### Excerpted passage
Galega officinalis, Goat’s Rue is a PERENNIAL growing to 1.2 m (4ft) by 0.8 m (2ft 7in) at a fast rate.
It is hardy to zone 4. It is in flower from Jun to July, and the seeds ripen in August. The flowers are hermaphrodite (have both male and female organs) and are pollinated by Insects.It can fix Nitrogen. 

Suitable for: light (sandy), medium (loamy) and heavy (clay) soils and can grow in nutritionally poor soil. Suitable pH: acid, neutral and basic (alkaline) soils. It can grow in semi-shade (light woodland) or no shade. It prefers moist soil.

### Provided data
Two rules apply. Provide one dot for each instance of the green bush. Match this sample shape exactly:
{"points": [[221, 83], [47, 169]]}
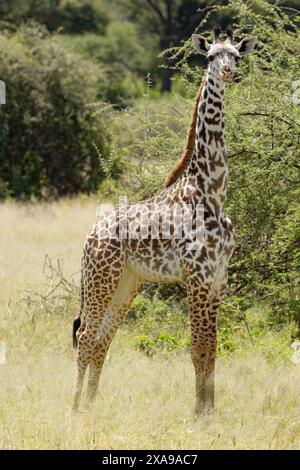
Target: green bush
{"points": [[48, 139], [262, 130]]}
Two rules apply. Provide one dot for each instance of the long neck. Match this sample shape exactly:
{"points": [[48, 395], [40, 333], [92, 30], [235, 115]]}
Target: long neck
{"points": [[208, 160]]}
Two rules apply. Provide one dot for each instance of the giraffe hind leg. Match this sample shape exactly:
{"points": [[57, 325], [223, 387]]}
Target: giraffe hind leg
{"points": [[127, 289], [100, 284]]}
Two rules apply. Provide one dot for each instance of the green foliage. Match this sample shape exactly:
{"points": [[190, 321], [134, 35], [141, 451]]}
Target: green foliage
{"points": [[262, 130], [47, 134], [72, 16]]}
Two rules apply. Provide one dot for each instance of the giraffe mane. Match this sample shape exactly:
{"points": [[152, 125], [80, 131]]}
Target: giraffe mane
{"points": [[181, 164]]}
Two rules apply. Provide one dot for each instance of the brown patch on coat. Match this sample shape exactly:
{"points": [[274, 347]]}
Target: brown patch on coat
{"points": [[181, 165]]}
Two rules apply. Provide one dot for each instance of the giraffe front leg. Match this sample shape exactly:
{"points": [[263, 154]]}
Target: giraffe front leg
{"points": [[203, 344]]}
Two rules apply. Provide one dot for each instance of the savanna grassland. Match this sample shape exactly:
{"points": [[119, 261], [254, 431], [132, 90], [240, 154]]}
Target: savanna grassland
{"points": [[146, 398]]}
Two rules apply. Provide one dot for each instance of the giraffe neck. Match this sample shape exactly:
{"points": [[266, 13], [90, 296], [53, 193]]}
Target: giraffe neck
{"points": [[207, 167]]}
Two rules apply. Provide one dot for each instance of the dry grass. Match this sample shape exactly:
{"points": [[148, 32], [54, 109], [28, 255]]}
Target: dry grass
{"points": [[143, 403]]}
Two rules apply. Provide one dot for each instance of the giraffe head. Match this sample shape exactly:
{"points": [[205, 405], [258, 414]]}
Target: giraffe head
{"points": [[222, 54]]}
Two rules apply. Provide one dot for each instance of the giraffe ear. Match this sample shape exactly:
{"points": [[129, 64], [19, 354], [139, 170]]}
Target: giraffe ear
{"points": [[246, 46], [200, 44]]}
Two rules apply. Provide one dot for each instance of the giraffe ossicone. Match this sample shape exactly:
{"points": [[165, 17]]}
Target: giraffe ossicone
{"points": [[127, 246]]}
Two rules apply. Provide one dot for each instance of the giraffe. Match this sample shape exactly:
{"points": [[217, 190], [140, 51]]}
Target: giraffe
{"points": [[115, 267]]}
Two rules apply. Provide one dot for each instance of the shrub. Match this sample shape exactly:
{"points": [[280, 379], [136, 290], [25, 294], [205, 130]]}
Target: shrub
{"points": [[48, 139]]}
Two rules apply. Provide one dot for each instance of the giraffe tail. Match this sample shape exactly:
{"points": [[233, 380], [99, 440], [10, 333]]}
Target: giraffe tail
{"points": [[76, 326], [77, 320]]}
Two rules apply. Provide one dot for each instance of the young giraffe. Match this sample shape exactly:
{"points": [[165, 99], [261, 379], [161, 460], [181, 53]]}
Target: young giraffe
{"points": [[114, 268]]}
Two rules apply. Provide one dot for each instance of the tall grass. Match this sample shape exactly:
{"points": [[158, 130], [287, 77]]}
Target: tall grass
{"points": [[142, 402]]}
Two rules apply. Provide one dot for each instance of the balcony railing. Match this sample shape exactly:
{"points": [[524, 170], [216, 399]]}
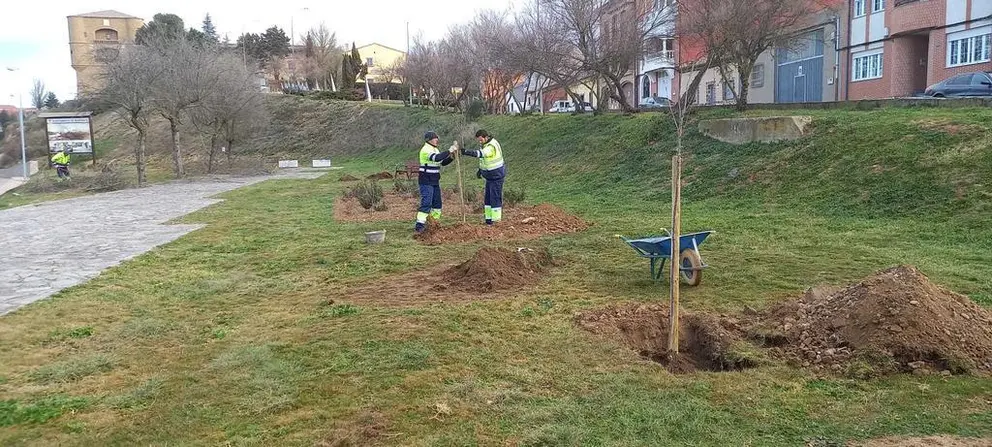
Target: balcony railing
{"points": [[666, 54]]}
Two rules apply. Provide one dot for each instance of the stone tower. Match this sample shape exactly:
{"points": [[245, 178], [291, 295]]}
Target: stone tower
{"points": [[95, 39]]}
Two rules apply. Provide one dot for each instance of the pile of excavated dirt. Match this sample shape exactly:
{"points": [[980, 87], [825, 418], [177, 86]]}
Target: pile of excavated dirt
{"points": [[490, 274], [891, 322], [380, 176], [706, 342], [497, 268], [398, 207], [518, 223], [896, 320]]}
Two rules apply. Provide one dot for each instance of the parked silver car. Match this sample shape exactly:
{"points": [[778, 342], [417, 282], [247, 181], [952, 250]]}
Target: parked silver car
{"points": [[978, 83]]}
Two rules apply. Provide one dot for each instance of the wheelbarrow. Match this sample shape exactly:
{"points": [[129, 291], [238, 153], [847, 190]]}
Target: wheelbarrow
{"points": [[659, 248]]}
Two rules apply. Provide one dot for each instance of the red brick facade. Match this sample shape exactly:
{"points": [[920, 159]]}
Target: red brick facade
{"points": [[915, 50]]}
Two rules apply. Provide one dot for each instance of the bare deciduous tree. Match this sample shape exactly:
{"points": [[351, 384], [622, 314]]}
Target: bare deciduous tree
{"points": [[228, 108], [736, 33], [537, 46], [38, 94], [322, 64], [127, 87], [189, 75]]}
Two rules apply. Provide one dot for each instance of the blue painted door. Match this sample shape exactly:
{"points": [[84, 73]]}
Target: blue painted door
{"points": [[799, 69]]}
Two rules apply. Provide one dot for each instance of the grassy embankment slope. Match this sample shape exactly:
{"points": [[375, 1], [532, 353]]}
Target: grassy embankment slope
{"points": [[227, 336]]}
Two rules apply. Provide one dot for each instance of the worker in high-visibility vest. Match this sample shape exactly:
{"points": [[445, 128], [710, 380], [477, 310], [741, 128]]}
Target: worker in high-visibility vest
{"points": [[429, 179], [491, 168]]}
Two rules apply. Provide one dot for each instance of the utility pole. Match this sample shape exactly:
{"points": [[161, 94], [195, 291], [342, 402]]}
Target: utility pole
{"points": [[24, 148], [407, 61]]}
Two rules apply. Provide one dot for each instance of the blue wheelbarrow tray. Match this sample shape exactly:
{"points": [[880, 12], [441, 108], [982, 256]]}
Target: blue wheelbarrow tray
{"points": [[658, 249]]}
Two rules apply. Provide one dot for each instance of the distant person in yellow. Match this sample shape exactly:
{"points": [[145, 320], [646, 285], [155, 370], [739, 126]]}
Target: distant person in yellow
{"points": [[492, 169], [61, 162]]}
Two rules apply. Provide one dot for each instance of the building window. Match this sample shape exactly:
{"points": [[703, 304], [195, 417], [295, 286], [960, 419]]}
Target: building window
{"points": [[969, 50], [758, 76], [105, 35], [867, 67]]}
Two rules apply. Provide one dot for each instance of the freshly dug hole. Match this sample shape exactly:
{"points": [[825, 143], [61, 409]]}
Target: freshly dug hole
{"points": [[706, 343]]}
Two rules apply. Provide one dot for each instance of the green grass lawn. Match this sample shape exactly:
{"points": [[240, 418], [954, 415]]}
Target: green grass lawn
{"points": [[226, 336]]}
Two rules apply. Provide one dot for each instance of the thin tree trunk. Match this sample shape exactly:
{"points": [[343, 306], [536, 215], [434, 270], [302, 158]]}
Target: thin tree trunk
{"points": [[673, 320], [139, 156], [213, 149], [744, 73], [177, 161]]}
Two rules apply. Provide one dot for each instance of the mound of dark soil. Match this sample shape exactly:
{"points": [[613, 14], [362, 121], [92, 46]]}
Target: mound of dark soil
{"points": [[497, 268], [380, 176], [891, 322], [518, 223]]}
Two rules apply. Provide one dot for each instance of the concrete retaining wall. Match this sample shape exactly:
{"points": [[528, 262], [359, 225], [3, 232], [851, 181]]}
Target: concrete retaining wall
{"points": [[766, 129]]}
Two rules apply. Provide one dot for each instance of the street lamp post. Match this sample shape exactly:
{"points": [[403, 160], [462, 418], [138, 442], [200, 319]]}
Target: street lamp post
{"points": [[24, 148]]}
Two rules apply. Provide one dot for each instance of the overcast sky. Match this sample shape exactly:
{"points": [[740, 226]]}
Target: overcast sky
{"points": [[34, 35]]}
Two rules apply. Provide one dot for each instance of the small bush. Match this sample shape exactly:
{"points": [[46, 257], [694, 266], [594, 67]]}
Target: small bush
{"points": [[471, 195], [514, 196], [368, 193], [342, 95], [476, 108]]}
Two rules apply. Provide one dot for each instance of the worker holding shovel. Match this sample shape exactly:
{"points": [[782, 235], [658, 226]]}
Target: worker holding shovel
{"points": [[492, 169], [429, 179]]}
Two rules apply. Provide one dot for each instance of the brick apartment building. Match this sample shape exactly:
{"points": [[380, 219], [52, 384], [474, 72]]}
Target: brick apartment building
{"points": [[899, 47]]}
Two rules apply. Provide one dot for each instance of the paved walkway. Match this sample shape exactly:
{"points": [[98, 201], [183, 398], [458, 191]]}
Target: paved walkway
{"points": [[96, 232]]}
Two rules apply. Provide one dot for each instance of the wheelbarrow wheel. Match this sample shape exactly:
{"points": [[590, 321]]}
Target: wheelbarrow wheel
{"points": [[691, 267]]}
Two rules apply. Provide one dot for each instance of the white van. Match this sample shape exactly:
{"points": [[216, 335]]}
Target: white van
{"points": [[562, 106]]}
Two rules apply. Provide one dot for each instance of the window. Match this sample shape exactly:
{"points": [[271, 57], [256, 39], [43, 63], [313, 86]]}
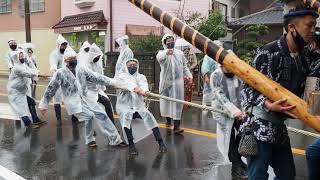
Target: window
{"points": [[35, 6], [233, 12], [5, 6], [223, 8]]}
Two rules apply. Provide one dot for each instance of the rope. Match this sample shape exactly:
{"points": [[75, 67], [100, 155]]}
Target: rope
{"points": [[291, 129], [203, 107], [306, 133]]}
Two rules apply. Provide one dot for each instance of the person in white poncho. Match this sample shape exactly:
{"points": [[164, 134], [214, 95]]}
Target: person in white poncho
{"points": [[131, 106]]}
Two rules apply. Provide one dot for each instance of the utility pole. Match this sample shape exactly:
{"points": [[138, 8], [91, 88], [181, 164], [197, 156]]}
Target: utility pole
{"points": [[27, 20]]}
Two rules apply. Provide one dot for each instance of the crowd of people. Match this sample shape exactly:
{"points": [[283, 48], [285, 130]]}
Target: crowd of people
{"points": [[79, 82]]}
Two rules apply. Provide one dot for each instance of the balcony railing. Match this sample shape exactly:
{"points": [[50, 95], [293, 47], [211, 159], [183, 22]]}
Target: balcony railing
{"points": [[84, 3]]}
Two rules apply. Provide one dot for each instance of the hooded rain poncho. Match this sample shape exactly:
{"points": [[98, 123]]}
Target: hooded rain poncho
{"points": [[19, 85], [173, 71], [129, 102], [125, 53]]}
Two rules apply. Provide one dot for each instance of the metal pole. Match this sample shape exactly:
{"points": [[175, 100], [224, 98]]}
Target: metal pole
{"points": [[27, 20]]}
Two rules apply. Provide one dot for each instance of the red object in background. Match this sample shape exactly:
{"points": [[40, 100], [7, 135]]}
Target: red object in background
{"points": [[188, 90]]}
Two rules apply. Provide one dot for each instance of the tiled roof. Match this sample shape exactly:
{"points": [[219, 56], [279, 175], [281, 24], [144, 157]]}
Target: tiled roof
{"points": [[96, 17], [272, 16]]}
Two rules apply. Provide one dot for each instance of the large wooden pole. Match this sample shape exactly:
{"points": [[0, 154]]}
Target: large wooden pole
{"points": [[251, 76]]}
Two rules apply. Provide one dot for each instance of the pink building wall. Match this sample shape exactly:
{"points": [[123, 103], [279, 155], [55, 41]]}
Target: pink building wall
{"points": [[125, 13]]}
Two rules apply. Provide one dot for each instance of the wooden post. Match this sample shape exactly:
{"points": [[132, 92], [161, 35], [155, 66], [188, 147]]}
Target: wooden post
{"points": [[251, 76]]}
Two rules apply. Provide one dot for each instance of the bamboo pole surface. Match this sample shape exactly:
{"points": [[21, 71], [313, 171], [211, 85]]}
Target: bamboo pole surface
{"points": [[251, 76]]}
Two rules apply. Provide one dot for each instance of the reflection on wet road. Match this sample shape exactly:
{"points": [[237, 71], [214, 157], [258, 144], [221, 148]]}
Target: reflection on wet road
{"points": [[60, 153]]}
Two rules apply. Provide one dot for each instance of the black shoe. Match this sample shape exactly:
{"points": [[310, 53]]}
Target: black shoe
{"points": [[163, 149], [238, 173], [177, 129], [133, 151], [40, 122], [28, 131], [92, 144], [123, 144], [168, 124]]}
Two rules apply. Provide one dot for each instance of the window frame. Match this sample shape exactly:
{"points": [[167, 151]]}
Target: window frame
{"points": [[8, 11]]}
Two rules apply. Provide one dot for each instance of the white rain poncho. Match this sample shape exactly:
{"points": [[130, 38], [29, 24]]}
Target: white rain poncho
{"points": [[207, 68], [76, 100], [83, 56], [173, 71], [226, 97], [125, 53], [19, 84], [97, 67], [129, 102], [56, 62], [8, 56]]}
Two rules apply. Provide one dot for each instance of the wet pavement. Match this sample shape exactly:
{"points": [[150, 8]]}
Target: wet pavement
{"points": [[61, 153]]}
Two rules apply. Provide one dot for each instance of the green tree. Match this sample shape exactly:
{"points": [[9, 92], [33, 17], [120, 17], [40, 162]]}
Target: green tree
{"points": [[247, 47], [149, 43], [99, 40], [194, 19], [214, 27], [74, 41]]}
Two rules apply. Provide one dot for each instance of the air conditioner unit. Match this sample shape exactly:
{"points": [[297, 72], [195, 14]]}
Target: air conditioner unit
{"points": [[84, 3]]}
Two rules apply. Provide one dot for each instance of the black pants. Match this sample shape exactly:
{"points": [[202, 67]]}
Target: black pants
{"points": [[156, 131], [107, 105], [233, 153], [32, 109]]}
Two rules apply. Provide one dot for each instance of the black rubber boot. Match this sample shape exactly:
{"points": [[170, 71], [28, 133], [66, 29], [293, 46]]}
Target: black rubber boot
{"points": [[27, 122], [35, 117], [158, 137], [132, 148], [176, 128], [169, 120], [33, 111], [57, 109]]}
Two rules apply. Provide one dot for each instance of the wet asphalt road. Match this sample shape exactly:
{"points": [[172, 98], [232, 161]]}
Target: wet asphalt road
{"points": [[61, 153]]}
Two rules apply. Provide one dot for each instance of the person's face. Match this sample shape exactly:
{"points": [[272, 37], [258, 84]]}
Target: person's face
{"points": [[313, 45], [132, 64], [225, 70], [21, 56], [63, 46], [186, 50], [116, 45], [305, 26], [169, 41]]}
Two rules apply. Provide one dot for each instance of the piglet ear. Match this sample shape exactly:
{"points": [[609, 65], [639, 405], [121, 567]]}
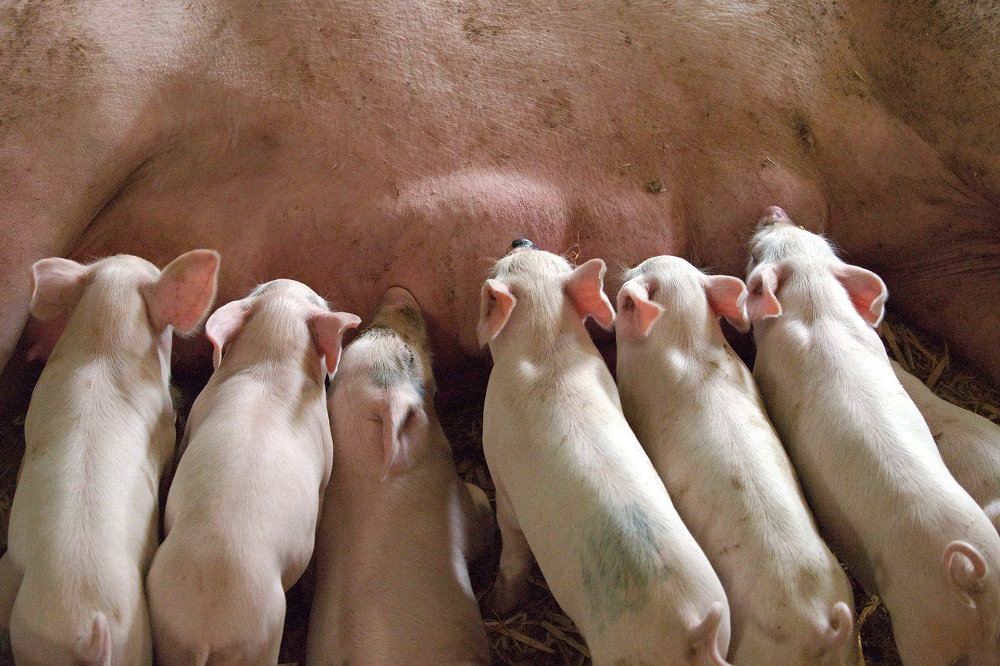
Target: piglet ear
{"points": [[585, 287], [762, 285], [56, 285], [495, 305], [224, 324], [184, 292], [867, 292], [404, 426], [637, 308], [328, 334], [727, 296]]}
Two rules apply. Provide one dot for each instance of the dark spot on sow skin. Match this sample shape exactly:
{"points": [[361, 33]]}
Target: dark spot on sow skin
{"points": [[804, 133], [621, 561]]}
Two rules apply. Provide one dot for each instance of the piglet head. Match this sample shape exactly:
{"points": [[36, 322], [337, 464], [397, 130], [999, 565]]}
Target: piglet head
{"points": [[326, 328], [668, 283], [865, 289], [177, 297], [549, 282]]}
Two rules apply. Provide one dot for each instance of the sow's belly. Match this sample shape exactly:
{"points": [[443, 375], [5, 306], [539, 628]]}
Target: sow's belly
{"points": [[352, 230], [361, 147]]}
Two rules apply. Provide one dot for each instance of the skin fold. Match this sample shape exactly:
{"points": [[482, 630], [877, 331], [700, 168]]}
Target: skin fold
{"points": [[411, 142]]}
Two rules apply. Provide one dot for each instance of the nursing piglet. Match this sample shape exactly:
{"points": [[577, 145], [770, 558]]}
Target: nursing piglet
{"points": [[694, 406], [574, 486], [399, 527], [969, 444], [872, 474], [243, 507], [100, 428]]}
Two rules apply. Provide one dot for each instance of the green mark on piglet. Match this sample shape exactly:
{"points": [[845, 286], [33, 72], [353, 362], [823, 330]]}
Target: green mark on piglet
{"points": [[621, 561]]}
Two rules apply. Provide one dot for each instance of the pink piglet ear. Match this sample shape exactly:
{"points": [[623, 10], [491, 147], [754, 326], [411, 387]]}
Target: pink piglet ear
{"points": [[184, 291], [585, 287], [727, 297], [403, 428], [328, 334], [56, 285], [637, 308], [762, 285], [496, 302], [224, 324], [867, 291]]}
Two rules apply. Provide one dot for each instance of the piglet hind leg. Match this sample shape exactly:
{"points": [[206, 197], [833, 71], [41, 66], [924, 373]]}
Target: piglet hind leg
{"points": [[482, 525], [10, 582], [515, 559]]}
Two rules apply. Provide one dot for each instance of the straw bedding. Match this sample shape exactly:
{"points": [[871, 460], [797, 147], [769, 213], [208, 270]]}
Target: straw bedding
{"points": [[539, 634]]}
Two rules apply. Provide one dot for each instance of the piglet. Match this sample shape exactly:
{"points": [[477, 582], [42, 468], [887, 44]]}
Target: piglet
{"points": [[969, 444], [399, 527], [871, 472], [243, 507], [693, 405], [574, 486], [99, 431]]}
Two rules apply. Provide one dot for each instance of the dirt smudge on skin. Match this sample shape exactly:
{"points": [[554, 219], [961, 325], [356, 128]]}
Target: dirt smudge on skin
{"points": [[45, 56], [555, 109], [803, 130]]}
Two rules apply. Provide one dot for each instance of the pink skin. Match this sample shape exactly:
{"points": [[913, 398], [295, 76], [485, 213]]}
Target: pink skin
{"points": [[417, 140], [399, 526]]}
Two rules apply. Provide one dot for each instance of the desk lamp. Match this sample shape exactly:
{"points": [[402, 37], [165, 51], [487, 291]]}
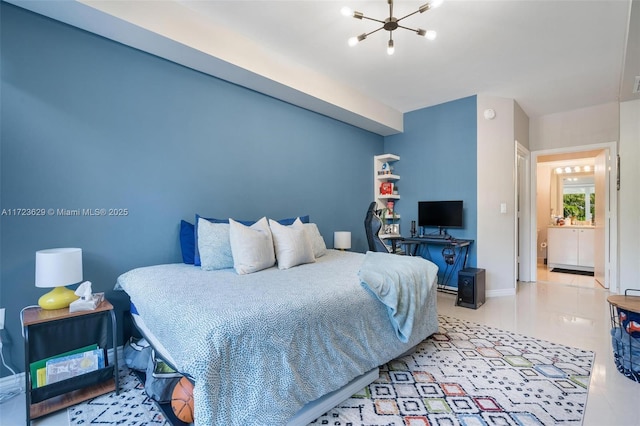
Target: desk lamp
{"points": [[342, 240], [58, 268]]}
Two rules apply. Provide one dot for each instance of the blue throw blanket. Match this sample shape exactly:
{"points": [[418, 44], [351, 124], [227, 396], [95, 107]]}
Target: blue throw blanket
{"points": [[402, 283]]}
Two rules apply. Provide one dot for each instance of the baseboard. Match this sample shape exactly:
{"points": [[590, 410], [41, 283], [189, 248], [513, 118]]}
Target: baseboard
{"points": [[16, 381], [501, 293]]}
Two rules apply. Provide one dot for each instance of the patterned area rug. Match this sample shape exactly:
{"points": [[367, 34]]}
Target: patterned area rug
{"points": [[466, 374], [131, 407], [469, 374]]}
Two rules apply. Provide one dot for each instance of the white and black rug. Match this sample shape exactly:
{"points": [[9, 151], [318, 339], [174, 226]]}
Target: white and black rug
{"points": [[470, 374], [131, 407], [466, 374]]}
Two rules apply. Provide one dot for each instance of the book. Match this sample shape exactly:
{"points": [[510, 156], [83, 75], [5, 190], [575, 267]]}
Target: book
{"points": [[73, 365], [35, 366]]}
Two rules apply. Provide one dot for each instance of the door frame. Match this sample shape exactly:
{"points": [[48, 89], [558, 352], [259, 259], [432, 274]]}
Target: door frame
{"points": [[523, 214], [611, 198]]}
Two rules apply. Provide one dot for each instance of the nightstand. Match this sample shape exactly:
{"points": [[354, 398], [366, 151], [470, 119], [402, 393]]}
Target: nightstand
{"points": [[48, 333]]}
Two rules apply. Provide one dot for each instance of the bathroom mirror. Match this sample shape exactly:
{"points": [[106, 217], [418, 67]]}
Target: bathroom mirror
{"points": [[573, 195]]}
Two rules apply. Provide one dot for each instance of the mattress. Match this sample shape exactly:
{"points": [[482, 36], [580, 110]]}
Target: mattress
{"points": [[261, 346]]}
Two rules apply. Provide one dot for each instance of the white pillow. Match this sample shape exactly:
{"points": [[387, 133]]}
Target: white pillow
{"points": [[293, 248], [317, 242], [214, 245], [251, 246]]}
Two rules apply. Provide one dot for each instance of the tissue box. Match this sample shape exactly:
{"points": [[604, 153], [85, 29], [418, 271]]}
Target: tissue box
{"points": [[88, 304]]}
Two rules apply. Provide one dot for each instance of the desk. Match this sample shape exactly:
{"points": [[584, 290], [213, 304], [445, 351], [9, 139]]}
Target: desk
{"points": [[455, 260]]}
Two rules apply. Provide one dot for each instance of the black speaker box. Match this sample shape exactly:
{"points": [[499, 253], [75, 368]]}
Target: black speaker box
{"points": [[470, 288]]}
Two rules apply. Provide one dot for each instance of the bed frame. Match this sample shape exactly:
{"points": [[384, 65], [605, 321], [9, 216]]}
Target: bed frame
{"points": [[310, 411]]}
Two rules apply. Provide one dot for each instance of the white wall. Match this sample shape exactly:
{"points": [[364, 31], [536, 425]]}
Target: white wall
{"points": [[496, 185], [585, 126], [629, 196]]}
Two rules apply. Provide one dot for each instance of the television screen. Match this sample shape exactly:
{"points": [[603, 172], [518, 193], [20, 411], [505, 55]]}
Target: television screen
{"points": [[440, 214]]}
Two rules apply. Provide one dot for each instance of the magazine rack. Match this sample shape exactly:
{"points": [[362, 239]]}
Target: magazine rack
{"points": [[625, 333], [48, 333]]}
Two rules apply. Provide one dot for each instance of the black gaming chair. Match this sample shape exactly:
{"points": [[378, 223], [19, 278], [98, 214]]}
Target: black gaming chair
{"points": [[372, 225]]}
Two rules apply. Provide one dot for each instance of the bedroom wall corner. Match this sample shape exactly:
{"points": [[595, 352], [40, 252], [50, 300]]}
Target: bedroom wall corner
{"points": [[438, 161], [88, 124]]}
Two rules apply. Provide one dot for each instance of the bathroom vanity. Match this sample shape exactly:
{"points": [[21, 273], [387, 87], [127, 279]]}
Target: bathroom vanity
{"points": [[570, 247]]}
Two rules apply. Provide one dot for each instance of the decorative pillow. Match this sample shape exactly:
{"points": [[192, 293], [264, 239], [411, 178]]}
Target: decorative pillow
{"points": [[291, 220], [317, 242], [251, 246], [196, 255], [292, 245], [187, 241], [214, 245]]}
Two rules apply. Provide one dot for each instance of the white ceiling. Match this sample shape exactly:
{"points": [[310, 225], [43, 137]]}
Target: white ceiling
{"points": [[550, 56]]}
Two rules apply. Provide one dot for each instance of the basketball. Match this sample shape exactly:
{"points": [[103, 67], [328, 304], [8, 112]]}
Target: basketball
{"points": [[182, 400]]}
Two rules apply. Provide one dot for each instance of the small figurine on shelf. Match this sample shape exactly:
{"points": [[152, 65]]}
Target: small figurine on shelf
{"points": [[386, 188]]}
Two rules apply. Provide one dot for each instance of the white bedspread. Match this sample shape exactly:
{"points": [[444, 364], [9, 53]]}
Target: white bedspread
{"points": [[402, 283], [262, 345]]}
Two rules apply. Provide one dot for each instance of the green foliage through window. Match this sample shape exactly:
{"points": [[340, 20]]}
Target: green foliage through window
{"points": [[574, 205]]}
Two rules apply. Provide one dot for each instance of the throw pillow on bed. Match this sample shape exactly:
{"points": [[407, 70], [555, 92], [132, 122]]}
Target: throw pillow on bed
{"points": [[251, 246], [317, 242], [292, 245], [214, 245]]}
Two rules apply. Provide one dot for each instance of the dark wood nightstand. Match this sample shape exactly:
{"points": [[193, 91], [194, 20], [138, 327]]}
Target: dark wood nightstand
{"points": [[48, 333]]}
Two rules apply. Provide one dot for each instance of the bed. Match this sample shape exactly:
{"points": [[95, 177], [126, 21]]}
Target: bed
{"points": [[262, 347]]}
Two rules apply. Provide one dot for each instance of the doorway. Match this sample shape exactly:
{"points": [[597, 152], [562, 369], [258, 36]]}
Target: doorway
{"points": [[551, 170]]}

### Task directions
Continue the Goat's Rue plant profile, starting right after its last sentence about moist soil.

### Written response
Cultivation of Goat’s Rue:

Succeeds in most soils but repays generous treatment. Prefers full sun and a deep moist soil but it also succeeds in light shade. Grows well even in poor soils. Plants are very tolerant of neglect and can be grown in quite coarse grass, which can be cut annually in the autumn. A long-lived plant, it can be invasive in good growing conditions. This species has a symbiotic relationship with certain soil bacteria, these bacteria form nodules on the roots and fix atmospheric nitrogen. Some of this nitrogen is utilized by the growing plant but some can also be used by other plants growing nearby.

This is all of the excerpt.